Transcribe word for word the lines below from the line with "written like <point>418,755</point>." through the line with "written like <point>672,438</point>.", ends included.

─── Information provided

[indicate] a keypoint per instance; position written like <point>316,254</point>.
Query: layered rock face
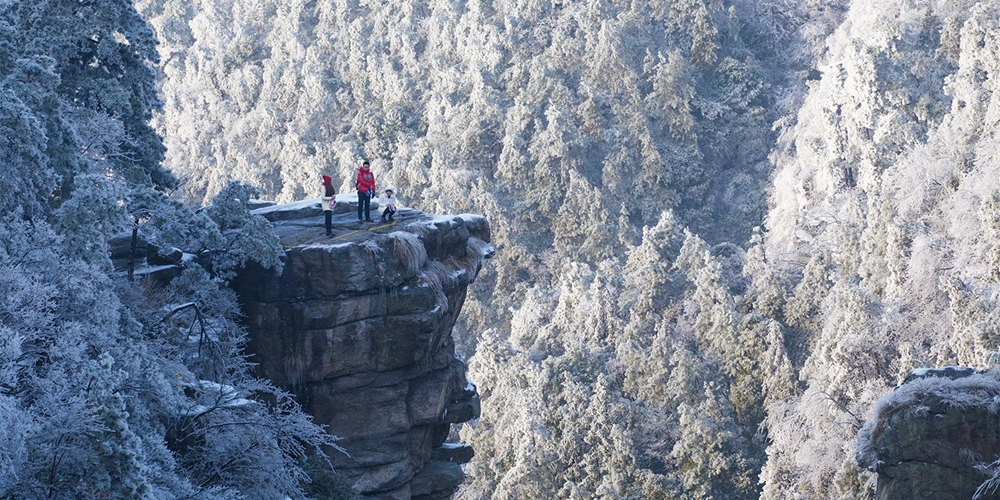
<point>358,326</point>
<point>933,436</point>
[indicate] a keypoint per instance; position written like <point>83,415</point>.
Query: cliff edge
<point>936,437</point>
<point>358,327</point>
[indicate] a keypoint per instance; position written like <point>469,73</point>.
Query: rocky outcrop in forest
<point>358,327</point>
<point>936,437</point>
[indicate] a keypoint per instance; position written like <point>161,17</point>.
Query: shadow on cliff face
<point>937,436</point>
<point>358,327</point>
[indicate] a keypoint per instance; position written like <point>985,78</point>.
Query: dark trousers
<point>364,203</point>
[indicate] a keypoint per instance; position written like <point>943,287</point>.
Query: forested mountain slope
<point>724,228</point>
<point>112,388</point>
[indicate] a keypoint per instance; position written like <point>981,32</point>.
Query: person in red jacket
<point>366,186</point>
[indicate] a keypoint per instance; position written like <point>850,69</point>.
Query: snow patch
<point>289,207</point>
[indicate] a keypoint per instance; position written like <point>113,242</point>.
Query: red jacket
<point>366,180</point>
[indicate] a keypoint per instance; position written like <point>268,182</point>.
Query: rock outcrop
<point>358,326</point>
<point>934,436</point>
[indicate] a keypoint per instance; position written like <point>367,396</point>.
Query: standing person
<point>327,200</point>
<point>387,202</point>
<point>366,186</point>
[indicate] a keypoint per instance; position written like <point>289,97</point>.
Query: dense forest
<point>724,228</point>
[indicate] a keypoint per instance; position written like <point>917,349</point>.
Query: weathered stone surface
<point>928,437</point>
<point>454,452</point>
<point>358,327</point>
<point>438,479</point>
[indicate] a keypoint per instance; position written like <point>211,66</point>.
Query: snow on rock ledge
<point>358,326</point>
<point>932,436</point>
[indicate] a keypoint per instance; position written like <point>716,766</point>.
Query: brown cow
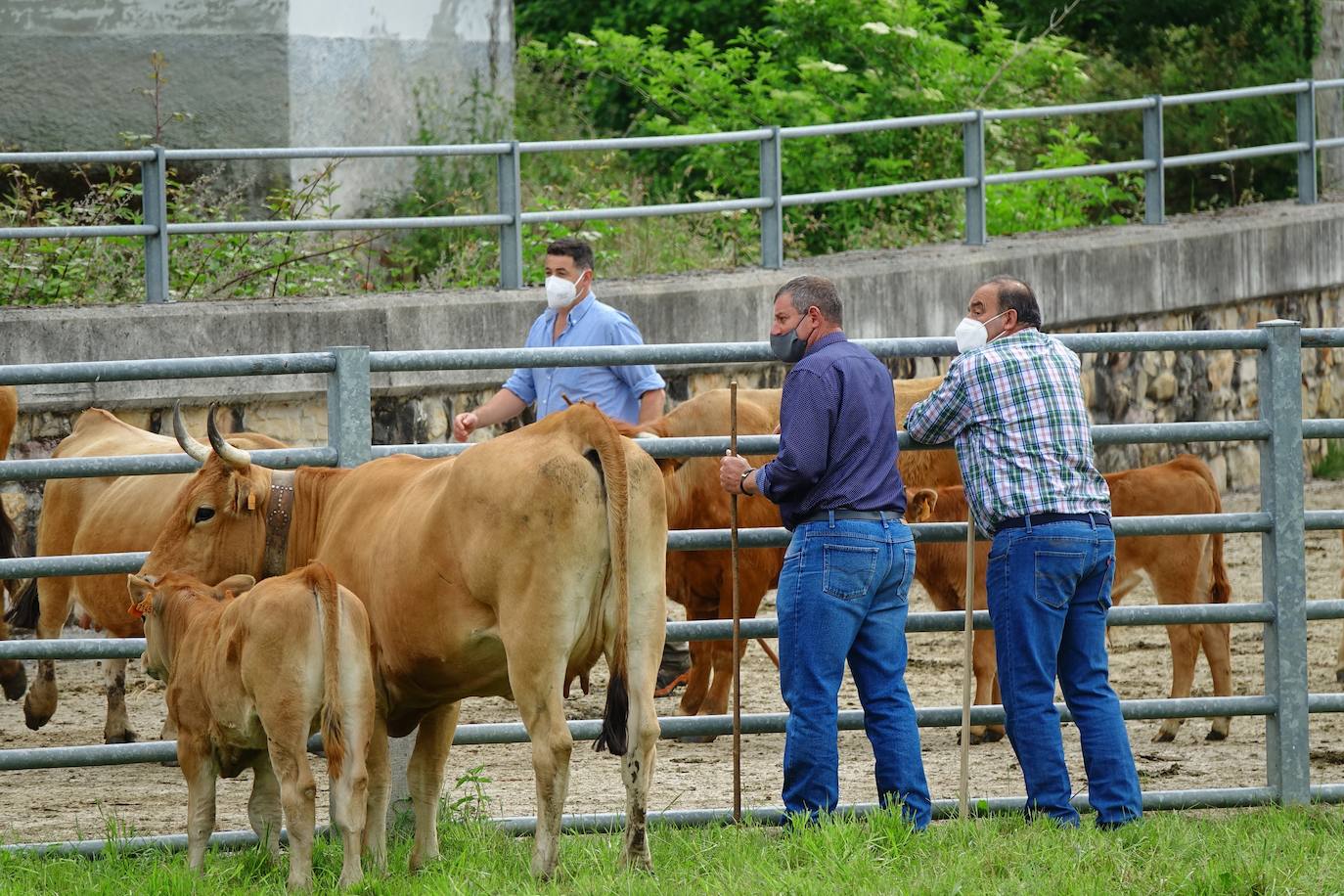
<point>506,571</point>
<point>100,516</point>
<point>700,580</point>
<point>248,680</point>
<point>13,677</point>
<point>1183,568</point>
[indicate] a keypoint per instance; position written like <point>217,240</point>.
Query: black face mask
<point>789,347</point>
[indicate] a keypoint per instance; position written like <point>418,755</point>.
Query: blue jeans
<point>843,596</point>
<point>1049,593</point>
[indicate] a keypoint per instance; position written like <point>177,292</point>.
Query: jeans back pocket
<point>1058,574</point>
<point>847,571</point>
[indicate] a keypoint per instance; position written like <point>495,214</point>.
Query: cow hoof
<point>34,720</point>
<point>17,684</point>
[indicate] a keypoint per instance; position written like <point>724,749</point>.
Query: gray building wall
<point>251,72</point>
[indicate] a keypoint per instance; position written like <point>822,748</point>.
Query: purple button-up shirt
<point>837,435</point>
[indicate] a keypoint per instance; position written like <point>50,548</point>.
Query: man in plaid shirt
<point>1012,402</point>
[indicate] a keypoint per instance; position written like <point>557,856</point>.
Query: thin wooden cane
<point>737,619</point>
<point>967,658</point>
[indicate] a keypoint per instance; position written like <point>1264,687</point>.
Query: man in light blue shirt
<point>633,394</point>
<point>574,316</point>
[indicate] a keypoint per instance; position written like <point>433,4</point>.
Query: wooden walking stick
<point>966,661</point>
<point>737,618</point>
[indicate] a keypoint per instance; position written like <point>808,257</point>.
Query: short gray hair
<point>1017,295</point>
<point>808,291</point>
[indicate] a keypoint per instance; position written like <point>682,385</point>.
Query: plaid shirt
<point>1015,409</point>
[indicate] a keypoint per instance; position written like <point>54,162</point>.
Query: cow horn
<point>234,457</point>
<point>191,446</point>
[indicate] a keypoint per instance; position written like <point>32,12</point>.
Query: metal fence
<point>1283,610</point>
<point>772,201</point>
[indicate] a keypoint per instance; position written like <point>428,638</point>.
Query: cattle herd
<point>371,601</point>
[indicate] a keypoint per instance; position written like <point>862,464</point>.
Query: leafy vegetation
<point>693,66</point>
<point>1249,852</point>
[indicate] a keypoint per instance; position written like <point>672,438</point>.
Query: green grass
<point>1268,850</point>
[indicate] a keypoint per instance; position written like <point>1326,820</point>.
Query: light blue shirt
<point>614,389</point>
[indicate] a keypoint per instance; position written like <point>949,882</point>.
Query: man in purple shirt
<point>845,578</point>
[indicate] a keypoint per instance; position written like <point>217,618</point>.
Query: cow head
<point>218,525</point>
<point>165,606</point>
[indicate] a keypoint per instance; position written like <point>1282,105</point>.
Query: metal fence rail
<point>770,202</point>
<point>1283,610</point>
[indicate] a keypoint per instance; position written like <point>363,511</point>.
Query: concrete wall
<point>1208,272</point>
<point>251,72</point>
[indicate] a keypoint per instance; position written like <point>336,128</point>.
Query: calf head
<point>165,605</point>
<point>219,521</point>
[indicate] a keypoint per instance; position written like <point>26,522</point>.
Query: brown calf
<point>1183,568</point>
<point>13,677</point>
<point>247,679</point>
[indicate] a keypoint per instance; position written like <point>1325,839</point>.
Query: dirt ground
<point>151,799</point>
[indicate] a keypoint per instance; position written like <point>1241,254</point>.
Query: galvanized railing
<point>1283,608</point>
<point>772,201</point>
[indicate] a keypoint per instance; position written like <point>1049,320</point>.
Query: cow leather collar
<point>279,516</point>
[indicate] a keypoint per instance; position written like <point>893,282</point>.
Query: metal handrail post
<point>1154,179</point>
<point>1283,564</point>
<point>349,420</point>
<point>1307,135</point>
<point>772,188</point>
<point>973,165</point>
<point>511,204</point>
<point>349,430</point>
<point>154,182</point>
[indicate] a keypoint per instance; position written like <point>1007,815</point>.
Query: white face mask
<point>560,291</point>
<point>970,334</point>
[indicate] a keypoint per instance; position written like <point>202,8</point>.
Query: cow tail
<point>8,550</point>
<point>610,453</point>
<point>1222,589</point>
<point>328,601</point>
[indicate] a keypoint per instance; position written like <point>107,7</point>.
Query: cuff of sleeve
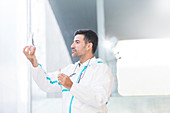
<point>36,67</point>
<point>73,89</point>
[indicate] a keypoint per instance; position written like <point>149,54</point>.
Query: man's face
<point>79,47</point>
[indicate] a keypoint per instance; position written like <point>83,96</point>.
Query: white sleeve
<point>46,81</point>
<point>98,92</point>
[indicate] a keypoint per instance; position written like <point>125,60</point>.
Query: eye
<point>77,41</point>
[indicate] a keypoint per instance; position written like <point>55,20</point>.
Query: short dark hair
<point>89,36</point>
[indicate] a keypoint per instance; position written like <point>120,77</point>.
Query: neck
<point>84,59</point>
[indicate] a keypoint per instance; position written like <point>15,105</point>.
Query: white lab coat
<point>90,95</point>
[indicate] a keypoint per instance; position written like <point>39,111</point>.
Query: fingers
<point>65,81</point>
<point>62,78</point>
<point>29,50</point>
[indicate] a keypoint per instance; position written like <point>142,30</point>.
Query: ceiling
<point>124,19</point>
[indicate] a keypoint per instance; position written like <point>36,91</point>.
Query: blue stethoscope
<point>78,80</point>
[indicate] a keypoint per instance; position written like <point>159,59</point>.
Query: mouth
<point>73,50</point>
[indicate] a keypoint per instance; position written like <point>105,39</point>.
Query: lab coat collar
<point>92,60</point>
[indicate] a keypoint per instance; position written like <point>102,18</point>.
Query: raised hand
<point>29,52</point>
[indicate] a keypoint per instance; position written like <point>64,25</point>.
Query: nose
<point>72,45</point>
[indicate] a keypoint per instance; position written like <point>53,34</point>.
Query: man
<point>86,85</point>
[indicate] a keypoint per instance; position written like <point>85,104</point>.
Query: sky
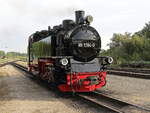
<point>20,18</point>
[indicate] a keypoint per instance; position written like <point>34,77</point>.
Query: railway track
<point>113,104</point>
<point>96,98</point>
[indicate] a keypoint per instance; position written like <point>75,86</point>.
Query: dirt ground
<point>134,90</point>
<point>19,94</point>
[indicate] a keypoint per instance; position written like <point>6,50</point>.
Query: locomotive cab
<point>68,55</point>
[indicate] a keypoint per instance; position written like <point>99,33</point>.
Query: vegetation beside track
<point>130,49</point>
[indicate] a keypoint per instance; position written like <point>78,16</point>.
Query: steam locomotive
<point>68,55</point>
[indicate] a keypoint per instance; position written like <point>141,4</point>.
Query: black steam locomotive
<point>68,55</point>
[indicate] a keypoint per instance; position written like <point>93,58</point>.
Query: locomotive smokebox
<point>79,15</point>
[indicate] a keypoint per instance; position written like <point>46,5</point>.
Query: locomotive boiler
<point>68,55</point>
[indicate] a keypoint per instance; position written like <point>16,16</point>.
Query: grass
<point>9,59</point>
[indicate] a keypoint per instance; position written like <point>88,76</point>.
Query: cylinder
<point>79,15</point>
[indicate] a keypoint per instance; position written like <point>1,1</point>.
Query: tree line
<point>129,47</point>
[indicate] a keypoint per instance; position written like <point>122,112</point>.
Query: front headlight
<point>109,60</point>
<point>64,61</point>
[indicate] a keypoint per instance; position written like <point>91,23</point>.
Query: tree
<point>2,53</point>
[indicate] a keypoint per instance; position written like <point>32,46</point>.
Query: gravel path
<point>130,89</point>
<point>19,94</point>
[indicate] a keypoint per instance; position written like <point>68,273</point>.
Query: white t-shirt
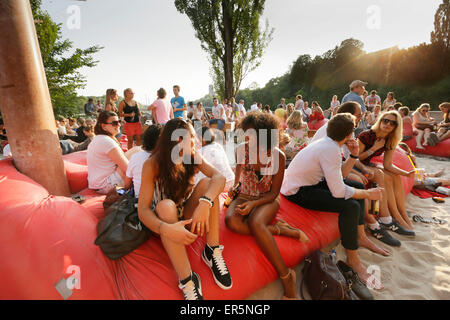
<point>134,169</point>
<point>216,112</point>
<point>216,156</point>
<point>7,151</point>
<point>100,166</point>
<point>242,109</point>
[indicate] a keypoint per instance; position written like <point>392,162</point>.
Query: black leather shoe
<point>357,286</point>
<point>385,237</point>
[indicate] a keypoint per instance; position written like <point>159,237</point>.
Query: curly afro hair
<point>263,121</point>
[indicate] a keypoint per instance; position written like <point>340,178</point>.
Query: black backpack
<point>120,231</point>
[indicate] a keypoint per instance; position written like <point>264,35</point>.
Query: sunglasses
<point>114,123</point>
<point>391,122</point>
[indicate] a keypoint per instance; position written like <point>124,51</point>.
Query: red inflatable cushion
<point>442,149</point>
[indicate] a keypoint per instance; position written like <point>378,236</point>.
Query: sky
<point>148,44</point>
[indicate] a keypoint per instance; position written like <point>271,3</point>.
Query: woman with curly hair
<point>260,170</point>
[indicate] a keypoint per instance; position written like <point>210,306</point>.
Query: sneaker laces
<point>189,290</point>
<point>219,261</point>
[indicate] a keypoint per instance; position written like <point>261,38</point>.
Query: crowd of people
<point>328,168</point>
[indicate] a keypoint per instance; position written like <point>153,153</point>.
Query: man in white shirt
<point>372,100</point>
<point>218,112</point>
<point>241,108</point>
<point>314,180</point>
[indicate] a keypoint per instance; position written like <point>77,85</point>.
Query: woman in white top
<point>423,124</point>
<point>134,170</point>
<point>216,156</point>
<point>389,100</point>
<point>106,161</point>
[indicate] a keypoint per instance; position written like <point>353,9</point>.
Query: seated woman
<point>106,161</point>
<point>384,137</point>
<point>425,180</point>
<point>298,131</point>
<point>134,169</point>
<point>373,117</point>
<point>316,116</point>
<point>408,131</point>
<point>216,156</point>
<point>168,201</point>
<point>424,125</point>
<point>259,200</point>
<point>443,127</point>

──────

| Answer to this exercise |
[indicate] a keypoint per instance; position written like <point>418,755</point>.
Query: blue jeans
<point>843,596</point>
<point>1049,593</point>
[indicate] a keypoint per instance; position written like <point>177,292</point>.
Query: jeans back pocket
<point>1058,574</point>
<point>847,571</point>
[indicate] a keypoint per instance; position written like <point>495,214</point>.
Query: cow hoof
<point>34,720</point>
<point>17,684</point>
[indicate] a keypoint per instance; position written like <point>724,749</point>.
Query: gray building wall
<point>251,72</point>
[indicate] a keypoint per instance; position written like <point>822,748</point>.
Query: purple button-up shirt
<point>837,435</point>
[indicate] a keypoint per instance; position written like <point>50,548</point>.
Query: man in plaid shirt
<point>1012,402</point>
[indicate] a keypoint per instance; position written like <point>557,856</point>.
Query: thin wooden cane
<point>737,619</point>
<point>967,658</point>
[indicate] a keypoint per instance; position written like <point>1264,687</point>.
Query: man in light blue shirt
<point>633,394</point>
<point>574,316</point>
[indicate] a keypoint per instance; position written like <point>433,4</point>.
Query: wooden walking stick
<point>966,661</point>
<point>737,618</point>
[indicate] a keypoint per instance; position written like <point>808,257</point>.
Query: short gray hair
<point>1017,295</point>
<point>808,291</point>
[indicate] a keypoint per instance; position written like <point>682,385</point>.
Query: plaid shirt
<point>1015,409</point>
[indicate] a keypoint per instance; position written like <point>54,162</point>.
Query: cow horn
<point>234,457</point>
<point>191,446</point>
[indicate] a keypoint per instance; position written like <point>32,12</point>.
Query: metal fence
<point>1283,610</point>
<point>772,201</point>
[indicate] a keypoint per instance; position written like <point>428,638</point>.
Query: cattle herd
<point>371,601</point>
[indicate] a keypoint per instance; position written like <point>862,464</point>.
Query: leafy vegetation
<point>693,66</point>
<point>1249,852</point>
[indicate] a keypoint per instance; position written like <point>672,438</point>.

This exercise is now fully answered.